Data for processing: Begin

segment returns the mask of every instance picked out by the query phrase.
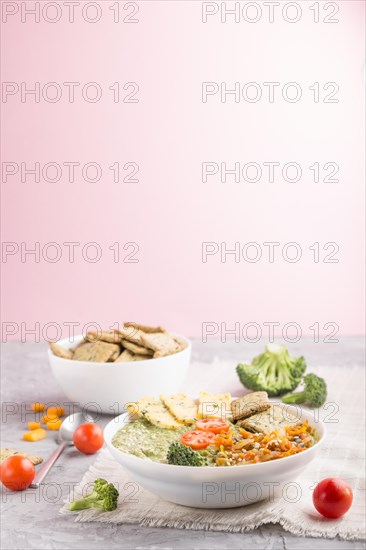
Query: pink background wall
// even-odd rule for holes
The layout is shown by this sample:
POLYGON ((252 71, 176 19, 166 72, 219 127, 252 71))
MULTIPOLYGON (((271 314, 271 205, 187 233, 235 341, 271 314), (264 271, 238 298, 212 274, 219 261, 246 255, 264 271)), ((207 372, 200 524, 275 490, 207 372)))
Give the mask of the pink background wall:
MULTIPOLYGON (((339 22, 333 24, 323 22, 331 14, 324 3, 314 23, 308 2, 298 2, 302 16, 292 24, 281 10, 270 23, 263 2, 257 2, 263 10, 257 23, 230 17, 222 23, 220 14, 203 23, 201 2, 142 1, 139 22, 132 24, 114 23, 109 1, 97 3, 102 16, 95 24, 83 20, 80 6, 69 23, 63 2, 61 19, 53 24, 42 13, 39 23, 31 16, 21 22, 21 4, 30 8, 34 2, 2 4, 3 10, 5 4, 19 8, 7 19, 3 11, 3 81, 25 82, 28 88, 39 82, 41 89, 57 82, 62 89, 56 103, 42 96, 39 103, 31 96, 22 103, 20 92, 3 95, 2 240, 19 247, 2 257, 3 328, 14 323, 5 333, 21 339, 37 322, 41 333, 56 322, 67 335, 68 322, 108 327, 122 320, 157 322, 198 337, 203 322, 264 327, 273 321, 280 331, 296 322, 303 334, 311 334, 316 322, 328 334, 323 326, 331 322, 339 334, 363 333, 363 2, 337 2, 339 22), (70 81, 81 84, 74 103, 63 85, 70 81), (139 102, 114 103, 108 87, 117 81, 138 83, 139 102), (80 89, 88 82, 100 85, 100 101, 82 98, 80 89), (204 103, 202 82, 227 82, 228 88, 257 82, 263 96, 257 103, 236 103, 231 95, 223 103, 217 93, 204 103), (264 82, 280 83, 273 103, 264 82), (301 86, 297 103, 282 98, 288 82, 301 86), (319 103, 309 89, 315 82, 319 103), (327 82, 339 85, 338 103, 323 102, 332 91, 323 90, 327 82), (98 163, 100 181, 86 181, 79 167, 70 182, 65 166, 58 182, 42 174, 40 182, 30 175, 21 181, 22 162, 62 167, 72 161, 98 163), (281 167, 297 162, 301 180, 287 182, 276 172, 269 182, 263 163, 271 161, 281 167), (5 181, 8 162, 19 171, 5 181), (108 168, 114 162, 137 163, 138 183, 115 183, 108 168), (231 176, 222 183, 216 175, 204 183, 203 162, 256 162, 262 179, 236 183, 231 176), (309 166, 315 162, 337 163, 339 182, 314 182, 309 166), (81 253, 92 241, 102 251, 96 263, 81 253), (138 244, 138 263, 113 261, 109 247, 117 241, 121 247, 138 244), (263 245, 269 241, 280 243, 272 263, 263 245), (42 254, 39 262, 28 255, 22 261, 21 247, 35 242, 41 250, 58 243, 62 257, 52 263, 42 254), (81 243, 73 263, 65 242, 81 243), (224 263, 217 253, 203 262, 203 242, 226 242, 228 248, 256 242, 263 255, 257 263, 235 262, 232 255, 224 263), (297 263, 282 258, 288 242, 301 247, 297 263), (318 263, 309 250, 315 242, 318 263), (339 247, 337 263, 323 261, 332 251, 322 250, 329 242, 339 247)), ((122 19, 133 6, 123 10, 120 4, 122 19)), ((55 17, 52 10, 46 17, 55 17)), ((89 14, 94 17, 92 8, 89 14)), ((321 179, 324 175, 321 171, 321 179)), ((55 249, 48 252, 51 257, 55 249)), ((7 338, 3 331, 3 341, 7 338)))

Data for processing: End
Data for processing: Begin

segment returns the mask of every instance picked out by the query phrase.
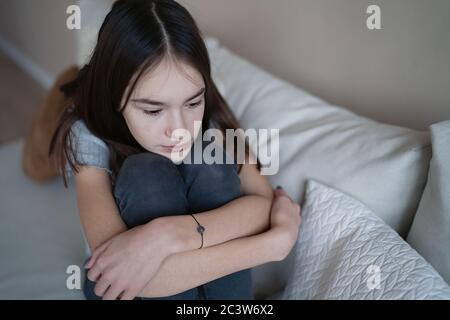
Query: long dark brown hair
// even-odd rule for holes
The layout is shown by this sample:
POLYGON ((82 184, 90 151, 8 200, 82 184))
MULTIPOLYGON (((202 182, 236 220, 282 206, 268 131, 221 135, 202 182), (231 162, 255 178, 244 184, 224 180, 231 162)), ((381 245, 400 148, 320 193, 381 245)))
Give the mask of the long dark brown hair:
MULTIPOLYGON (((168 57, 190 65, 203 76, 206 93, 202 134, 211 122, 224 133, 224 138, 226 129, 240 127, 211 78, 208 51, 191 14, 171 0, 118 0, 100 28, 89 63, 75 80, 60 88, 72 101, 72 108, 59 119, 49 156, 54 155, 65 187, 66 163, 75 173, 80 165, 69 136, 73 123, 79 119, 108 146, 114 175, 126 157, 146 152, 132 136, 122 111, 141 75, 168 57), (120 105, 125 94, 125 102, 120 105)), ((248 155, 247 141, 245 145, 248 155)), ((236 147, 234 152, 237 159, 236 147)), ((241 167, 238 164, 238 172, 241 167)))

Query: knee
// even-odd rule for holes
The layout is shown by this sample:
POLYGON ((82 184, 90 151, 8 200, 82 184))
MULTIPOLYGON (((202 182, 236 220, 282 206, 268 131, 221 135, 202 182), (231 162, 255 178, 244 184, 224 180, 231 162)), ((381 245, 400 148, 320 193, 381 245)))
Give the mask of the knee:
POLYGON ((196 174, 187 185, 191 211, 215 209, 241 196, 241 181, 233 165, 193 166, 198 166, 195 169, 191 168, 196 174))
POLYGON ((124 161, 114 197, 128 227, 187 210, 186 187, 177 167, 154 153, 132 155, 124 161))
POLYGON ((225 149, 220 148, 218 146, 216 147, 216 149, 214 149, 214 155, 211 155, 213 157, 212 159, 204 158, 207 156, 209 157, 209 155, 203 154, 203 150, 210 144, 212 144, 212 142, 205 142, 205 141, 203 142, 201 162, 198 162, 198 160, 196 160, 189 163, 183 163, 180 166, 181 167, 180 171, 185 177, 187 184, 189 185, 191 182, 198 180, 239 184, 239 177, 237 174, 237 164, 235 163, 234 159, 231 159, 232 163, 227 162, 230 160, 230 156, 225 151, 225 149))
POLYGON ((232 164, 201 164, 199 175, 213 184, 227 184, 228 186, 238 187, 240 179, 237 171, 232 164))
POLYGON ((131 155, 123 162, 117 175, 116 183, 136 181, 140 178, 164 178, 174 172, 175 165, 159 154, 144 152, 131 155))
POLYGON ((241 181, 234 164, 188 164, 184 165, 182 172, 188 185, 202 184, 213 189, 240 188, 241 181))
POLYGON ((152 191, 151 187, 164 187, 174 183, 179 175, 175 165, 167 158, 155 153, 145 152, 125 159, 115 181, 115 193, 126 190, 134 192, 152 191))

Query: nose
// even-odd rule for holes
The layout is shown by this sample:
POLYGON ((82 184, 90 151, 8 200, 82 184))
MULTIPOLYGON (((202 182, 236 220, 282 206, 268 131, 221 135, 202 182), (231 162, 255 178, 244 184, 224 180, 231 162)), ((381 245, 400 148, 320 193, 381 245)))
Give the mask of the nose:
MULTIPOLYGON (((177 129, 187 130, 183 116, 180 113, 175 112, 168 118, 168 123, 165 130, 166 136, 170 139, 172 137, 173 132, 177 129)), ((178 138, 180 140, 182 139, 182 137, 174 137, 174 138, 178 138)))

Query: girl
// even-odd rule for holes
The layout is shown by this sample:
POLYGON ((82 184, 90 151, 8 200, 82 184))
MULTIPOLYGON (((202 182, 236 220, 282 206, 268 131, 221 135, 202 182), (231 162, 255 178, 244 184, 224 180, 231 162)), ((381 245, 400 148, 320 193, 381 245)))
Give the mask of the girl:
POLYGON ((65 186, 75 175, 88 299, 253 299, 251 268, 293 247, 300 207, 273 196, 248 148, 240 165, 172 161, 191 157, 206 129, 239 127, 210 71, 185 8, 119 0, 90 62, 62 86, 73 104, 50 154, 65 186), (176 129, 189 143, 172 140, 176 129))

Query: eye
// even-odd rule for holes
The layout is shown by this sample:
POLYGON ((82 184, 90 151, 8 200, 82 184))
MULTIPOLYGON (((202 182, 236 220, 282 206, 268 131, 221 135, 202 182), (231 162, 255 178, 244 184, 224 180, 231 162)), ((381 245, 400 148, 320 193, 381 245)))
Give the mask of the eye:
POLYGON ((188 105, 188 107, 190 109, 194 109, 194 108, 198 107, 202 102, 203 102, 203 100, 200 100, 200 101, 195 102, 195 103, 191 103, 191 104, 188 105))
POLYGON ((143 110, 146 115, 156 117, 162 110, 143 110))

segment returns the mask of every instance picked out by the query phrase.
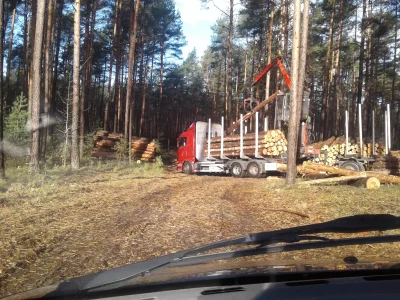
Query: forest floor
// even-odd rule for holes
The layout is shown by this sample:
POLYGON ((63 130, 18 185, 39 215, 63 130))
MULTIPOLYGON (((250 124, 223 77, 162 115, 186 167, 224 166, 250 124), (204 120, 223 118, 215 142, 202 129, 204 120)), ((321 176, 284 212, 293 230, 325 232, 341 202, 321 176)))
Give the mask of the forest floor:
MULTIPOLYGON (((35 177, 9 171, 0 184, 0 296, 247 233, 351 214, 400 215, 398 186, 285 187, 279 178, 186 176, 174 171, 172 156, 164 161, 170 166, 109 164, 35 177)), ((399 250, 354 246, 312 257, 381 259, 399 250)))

Data for processing: End
Data for processing: Begin

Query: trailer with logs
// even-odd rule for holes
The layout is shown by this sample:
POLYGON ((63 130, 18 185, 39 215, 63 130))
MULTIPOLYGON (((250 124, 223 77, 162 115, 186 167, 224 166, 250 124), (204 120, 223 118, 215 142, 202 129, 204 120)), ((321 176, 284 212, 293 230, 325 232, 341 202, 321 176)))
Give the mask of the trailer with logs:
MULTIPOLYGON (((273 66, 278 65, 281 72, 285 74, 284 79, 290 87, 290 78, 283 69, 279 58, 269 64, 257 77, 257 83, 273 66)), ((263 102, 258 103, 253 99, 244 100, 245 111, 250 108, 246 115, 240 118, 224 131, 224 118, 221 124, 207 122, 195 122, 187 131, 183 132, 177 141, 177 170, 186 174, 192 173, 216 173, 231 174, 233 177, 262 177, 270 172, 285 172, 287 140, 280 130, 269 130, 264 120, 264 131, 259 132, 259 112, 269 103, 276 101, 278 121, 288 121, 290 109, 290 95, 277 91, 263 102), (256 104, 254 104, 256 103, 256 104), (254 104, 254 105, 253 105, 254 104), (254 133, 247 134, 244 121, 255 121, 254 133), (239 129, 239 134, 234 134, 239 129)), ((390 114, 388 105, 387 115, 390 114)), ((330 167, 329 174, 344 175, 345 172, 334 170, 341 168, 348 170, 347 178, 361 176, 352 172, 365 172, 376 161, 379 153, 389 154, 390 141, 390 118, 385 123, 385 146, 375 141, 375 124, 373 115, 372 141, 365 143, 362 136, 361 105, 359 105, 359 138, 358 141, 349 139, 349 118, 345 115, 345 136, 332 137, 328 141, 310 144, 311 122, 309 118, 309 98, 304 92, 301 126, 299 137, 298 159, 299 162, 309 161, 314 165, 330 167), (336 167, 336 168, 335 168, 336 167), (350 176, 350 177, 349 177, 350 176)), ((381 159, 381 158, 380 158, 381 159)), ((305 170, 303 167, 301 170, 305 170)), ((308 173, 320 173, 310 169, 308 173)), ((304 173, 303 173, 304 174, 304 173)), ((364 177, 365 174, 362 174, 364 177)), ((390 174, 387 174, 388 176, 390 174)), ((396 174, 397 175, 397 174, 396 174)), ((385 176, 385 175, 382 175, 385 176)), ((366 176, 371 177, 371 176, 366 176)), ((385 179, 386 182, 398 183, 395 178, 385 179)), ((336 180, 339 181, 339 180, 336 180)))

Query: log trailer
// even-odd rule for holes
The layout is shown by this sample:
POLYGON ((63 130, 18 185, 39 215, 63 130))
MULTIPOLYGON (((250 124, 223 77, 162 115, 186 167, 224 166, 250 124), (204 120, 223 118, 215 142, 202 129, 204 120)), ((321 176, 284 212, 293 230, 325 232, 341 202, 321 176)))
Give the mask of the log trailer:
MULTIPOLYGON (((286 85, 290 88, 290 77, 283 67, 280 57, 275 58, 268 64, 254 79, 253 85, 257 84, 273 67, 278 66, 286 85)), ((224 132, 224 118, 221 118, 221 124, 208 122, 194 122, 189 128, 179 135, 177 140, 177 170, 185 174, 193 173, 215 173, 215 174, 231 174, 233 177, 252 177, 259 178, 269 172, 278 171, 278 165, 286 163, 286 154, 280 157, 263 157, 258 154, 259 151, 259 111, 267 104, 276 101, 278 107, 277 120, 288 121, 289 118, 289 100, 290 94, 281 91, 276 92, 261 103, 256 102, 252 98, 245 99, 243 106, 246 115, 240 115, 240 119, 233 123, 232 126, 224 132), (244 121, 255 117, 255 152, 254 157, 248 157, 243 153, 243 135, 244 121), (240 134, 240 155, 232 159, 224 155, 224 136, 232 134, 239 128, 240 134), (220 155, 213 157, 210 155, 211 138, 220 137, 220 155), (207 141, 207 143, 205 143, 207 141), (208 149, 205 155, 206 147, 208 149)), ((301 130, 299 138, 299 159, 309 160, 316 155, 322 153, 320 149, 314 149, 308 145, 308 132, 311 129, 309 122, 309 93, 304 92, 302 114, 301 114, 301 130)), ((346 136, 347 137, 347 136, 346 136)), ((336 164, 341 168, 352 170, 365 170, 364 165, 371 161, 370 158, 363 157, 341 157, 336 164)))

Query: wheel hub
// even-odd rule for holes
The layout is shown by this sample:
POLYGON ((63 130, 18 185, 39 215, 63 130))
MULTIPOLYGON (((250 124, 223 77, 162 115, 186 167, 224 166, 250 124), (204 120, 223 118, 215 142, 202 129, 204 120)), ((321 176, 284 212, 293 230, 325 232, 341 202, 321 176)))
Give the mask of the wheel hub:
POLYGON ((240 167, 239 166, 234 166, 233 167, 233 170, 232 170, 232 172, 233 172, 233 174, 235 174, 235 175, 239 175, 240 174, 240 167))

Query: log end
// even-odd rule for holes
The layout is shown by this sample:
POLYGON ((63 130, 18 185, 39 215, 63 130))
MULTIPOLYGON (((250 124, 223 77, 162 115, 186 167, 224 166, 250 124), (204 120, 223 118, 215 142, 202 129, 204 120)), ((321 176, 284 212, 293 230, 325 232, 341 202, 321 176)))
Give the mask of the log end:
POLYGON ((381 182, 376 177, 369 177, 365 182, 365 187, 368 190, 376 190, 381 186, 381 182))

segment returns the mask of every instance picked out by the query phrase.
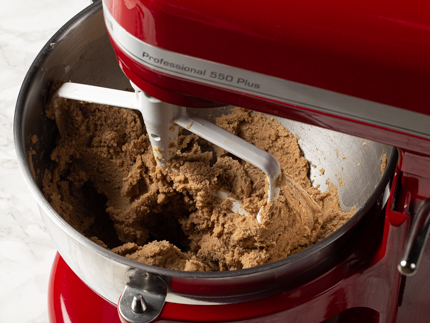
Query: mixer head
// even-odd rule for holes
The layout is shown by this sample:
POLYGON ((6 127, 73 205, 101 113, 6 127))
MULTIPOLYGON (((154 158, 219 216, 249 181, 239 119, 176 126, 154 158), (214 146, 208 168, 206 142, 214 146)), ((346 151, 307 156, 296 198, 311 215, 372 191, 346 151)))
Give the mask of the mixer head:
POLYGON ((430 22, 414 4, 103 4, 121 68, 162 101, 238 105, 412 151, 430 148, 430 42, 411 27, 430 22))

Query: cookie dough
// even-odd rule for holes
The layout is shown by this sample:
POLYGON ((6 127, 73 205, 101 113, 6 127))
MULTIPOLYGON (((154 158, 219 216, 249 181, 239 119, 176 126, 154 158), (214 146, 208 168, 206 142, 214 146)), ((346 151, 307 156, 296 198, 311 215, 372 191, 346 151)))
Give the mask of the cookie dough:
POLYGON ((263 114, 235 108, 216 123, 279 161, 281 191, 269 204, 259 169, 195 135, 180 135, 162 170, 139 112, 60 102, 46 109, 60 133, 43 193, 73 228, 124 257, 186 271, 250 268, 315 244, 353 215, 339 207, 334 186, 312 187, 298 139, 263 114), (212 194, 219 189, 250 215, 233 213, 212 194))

Data for processing: End

_What to do:_
Reproduce, word for word and in full, only the lines above that start at the line with "Query: pink background wall" and run through the line with "MULTIPOLYGON (((271 314, 271", both ends included.

_Answer section:_
Query: pink background wall
// even-odd rule for holes
The layout is shown by this sample:
POLYGON ((252 71, 176 19, 166 72, 219 127, 252 71))
MULTIPOLYGON (((271 314, 271 205, 187 233, 235 341, 271 314), (264 271, 238 298, 212 274, 219 261, 246 255, 264 271)), ((207 372, 200 524, 275 490, 207 372)))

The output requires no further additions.